Switch "grassy yard" to "open lawn" and write out the lines of the listing below, beginning at the line that has "Each instance of the grassy" and stopping after the line that has "[(108, 227), (262, 330)]". Leave everything else unchanged.

# # # # #

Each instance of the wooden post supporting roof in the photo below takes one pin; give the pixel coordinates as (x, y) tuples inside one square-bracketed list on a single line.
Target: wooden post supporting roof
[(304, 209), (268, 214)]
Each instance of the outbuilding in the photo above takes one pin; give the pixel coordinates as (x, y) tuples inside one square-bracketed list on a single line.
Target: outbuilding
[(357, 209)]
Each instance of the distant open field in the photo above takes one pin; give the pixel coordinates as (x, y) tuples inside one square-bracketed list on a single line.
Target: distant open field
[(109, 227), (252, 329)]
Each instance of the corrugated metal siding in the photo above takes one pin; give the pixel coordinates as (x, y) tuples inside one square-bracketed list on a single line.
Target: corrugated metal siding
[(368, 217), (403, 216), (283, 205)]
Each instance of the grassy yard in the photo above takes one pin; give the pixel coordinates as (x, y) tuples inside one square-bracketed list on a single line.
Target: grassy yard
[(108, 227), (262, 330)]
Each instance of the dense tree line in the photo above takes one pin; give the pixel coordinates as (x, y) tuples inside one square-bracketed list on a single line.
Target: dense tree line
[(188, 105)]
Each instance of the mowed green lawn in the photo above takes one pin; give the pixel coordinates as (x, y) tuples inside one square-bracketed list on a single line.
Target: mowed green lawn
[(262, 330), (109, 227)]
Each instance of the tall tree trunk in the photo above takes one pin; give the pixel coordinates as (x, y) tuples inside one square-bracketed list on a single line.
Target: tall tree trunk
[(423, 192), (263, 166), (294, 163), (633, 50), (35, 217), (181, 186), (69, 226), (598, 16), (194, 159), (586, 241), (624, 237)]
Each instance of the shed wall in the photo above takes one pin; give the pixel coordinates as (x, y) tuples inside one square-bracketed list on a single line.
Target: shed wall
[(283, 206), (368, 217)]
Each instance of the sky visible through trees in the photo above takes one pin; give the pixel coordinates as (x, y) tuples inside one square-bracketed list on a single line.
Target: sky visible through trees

# # # # #

- _RESPONSE BELOW_
Each instance of the open lawn in the photo above takes one pin; give the pixel coordinates as (x, y) tuples inside one square-bracketed list on a single line.
Target: open lawn
[(108, 227), (262, 330)]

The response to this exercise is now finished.